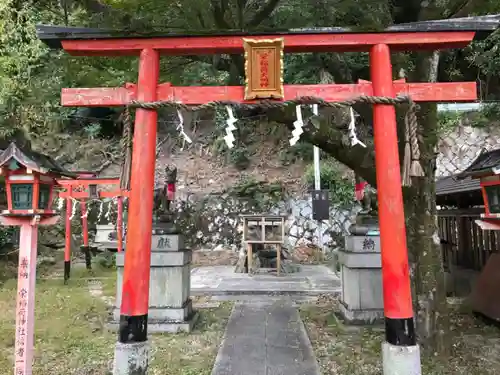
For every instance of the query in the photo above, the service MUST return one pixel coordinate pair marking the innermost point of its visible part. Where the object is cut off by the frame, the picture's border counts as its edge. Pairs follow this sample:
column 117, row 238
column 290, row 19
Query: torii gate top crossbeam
column 442, row 34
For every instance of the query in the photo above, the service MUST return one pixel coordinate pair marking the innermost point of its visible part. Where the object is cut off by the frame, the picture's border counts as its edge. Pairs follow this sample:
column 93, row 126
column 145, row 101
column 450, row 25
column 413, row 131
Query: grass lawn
column 351, row 350
column 71, row 335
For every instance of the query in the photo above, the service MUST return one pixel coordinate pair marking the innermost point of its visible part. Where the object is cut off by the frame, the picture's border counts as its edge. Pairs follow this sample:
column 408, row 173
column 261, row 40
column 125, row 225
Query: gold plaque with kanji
column 264, row 69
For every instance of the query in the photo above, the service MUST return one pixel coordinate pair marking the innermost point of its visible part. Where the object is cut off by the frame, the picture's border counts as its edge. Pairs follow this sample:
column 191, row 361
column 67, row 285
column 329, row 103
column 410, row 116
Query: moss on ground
column 71, row 335
column 342, row 349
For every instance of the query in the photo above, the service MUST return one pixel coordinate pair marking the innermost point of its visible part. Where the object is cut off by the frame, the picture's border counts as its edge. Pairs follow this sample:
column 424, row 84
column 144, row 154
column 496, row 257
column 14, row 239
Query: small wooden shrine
column 30, row 178
column 485, row 296
column 261, row 230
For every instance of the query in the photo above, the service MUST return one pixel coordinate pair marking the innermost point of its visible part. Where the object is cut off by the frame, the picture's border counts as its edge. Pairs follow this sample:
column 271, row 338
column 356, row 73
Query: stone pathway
column 265, row 338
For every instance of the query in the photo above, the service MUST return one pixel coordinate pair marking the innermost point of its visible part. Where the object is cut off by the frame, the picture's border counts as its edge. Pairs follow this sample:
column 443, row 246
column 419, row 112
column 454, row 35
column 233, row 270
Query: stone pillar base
column 170, row 305
column 398, row 360
column 361, row 301
column 131, row 359
column 164, row 319
column 361, row 317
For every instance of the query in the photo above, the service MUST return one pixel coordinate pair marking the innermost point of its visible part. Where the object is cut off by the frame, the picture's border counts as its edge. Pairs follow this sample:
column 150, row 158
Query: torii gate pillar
column 401, row 354
column 131, row 352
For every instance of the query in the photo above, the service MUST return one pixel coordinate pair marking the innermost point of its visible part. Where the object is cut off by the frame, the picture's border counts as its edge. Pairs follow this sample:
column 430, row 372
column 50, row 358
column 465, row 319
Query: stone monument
column 361, row 300
column 170, row 305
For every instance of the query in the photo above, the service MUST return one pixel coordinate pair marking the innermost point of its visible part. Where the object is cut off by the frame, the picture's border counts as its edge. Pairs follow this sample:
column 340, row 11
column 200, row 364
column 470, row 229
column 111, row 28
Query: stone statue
column 161, row 203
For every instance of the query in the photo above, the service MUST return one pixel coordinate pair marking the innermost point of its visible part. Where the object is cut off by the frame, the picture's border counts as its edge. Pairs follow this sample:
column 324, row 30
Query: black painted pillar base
column 400, row 332
column 133, row 329
column 67, row 270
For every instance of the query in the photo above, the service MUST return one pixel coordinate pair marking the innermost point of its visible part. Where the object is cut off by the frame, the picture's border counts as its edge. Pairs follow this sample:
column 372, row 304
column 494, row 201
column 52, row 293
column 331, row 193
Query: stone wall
column 212, row 222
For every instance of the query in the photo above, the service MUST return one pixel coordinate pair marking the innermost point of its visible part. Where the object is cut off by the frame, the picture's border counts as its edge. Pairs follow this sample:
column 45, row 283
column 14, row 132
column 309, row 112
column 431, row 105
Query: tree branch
column 218, row 12
column 263, row 13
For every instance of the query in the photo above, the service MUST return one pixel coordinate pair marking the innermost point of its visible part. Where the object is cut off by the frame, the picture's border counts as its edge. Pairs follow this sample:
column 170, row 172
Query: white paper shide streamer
column 101, row 209
column 180, row 128
column 352, row 130
column 229, row 137
column 298, row 125
column 60, row 203
column 73, row 209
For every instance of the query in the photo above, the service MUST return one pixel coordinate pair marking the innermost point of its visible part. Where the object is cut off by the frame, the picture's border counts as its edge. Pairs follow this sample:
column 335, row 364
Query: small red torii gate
column 398, row 309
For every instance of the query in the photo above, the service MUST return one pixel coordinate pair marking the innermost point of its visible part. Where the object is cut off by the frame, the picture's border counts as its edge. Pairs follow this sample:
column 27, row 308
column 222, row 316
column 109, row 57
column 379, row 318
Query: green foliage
column 259, row 191
column 7, row 236
column 488, row 115
column 341, row 188
column 106, row 260
column 239, row 157
column 300, row 151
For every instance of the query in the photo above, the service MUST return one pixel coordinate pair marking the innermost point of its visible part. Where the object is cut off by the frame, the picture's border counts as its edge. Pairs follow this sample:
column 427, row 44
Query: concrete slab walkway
column 222, row 280
column 265, row 338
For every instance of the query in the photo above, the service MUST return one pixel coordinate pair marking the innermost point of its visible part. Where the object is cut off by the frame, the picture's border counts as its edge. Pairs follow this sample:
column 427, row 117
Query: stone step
column 263, row 298
column 215, row 292
column 264, row 339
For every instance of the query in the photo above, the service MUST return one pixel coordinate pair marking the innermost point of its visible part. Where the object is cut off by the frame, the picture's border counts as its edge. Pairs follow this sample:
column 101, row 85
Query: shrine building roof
column 482, row 26
column 487, row 163
column 33, row 160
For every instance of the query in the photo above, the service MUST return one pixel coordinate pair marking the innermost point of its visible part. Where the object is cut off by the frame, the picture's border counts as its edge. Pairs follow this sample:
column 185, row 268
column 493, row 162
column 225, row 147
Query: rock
column 46, row 261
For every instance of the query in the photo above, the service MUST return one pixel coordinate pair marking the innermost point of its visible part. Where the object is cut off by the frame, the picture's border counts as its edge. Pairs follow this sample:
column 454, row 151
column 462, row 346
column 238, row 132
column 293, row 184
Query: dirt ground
column 71, row 335
column 341, row 349
column 214, row 258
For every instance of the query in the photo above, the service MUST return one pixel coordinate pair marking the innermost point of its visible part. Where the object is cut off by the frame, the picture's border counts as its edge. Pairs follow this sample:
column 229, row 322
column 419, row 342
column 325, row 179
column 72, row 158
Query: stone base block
column 131, row 359
column 174, row 314
column 399, row 360
column 165, row 325
column 373, row 316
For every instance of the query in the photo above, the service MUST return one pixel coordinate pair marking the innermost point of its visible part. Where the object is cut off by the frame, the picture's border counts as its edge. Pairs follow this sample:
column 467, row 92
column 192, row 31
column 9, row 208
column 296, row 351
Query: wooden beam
column 298, row 43
column 193, row 95
column 102, row 194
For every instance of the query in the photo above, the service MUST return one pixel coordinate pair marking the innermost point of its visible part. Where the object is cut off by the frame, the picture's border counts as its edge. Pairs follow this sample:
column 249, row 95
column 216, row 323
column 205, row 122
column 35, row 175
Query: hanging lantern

Что нужно ▸
Перепишите все записи, заменив «pixel coordinate pair» на «pixel position» и ничего больше не меняя. Картинки в ответ не включайте.

Готовое задание ▸
For every instance of the query in the photo above, the service MUST return one pixel position marking the innermost point of its visible part. Where the object is cut off by the frame, the picture's border counts as its edge. Pairs follow this sample:
column 117, row 238
column 290, row 19
Query: torii gate top crossbeam
column 442, row 34
For every instance of the query in the photo above, the service MUST return one pixel position marking the innermost point of its visible part. Where the object is cut off by the frame, the picture's border counts as its edge. Pairs follow this sample:
column 93, row 126
column 145, row 101
column 450, row 25
column 413, row 131
Query: grass lawn
column 351, row 350
column 71, row 335
For every instance of the query in the photo above, the service MUST return one pixel position marking the innermost point of its visible part. Where the object is cut off by the frame, the picture's border counts as its edge. Pairs follow this sample:
column 408, row 173
column 261, row 40
column 125, row 225
Query: gold plaque with kanji
column 264, row 69
For every instance of the query in the photo above, the service MUST return one pixel position marking the innermost point of its visible part. Where the object is cut off by the frame, the picture's border counts as its edge. Pairs follow this sample:
column 191, row 361
column 67, row 285
column 329, row 103
column 410, row 116
Query: moss on ground
column 71, row 335
column 342, row 349
For every instance of the query in the photo above, the service MUST return one pixel position marking the innermost point of its visible part. Where the object is cut off by the frame, the picture's border counts as its edge. Pairs follow this sample:
column 424, row 84
column 144, row 154
column 496, row 257
column 14, row 239
Query: small wooden shrine
column 30, row 178
column 485, row 296
column 261, row 230
For every instance of the query in the photo above, the service MUST return one pixel position marking the innermost point of its visible part. Where the object is cut off by the frame, the picture's border counts as its edge. Pairs follow this sample:
column 271, row 338
column 356, row 73
Query: stone pathway
column 265, row 338
For every instance of the query in the photo above, the service MUST return one pixel position marking the innermost point of its visible part. Where the object is cut off by the frame, the picture's border counts as its edge. Pairs follow this sample:
column 443, row 246
column 419, row 112
column 454, row 35
column 233, row 270
Query: stone pillar base
column 170, row 305
column 398, row 360
column 361, row 301
column 131, row 359
column 164, row 319
column 361, row 317
For every instance of the query in the photo above, the service MUST return one pixel position marking the innermost point of its visible part. Where the object is cut off by the frame, the picture's border counts as its edge. Pairs follow this sample:
column 150, row 158
Query: torii gate pillar
column 401, row 354
column 131, row 352
For every instance of the query in the photo above, the service MUST return one pixel position marking the innermost point of its visible part. Where the object is cut off by the frame, the picture's border counts as its edge. Pairs follow this sample:
column 430, row 372
column 50, row 358
column 465, row 319
Query: stone monument
column 361, row 300
column 170, row 305
For every instance of the query in the photo above, the service MUST return one pixel position marking the innermost point of its visible part. Where the object is cut off by the frame, the picture's border counts as its edge. Pairs follow this sample:
column 340, row 11
column 200, row 364
column 470, row 229
column 111, row 28
Query: stone statue
column 161, row 203
For every instance of the query in the photo above, the service MUST return one pixel position marking the innermost point of its visible part. Where the object is cut off by the frame, the picture's border counts as its edge. Pairs follow this sample:
column 324, row 30
Query: black painted pillar base
column 400, row 332
column 133, row 329
column 67, row 270
For every instance of the query in the photo above, the service MUST return one pixel position marking the innermost point of its visible part. Where the object is cut off by the frame, the picture's border counts as its edge. Pairs follow this sample:
column 372, row 304
column 494, row 201
column 52, row 293
column 331, row 193
Query: stone wall
column 212, row 222
For every instance of the query in the photo above, the service MUST return one pixel position marking the innermost point of its visible part. Where the object is cut off by the frame, the picture's border counts as its edge. Pairs follow this sample:
column 45, row 283
column 14, row 132
column 309, row 112
column 431, row 105
Query: tree branch
column 218, row 12
column 263, row 13
For every instance of the query in the photo above, the service MUST return one pixel position marking the innermost point of its visible part. Where the object is cut off by the frame, the picture's border counts as its edge. Pairs follow this sample:
column 170, row 172
Query: white paper shide streamer
column 101, row 209
column 180, row 128
column 352, row 130
column 229, row 137
column 298, row 125
column 60, row 203
column 73, row 209
For every instance of the query in the photo above, the service MUST return one pixel position marking the innermost point of its visible part. Where the object is cut off by the frame, the picture's border counts as its edge. Pairs follow this sample:
column 335, row 364
Query: small red torii gate
column 398, row 309
For every instance of the query in the photo above, the service MUST return one pixel position marking the innermost point of its visible part. Where the object is cut off by the frame, the picture's border counts as its edge. Pairs follow this sample:
column 27, row 308
column 222, row 316
column 109, row 57
column 379, row 318
Query: green foliage
column 259, row 191
column 7, row 236
column 488, row 115
column 341, row 188
column 106, row 260
column 239, row 157
column 300, row 151
For every instance of the query in the photo above, the service MUST return one pixel position marking the innermost point of its visible part. Where the object is cut off by the frame, the picture's border counts as its edge. Pairs follow this sample:
column 427, row 44
Query: concrete slab walkway
column 222, row 280
column 265, row 338
For every instance of the query in the photo above, the service MUST return one pixel position marking the innermost point of its visible part. Where the object is cut off by the frame, the picture's border counts as its edge. Pairs follow this sample:
column 427, row 117
Query: stone step
column 263, row 298
column 215, row 292
column 264, row 339
For every instance of the query in the photo above, the service MUST return one pixel position marking the innermost point of its visible part. Where the object is cut off by the frame, the picture's border counts as its edge. Pairs follow this sample:
column 101, row 85
Query: shrine building roof
column 482, row 26
column 487, row 163
column 33, row 160
For every instance of the query in the photo above, the service MUST return one pixel position marking the innermost point of its visible part. Where the object is cut off by the frame, the picture's border counts as its edge. Pairs follow this sample:
column 185, row 268
column 493, row 162
column 225, row 147
Query: rock
column 46, row 261
For every instance of the query in the photo above, the service MUST return one pixel position marking the innermost point of its visible part. Where the object is cut off by the frame, the picture's border counts as its edge. Pairs follow this sample:
column 454, row 151
column 462, row 346
column 238, row 132
column 293, row 184
Query: dirt ground
column 71, row 335
column 341, row 349
column 214, row 258
For every instance of the query in the photo above, the service MUST return one pixel position marking the innermost point of its visible part. Where the object is cut off by the frame, the picture's border counts as its edge. Pairs follow this sample:
column 229, row 322
column 419, row 342
column 325, row 179
column 72, row 158
Query: stone base block
column 131, row 359
column 174, row 314
column 399, row 360
column 165, row 325
column 373, row 316
For every instance of the query in the photo above, the service MUST return one pixel position marking the innermost point of its visible part. Where the object is cut off by the frame, the picture's border counts as its edge. Pairs follow this sample:
column 467, row 92
column 192, row 31
column 9, row 208
column 296, row 351
Query: wooden beam
column 298, row 43
column 193, row 95
column 102, row 194
For every instance of the query in the photo above, the service MUST return one pixel position marking the innermost point of its visible part. Where the object is cut off by the frame, the picture's border counts as its edge. Pairs follow this sample:
column 249, row 95
column 216, row 323
column 205, row 122
column 35, row 175
Query: hanging lantern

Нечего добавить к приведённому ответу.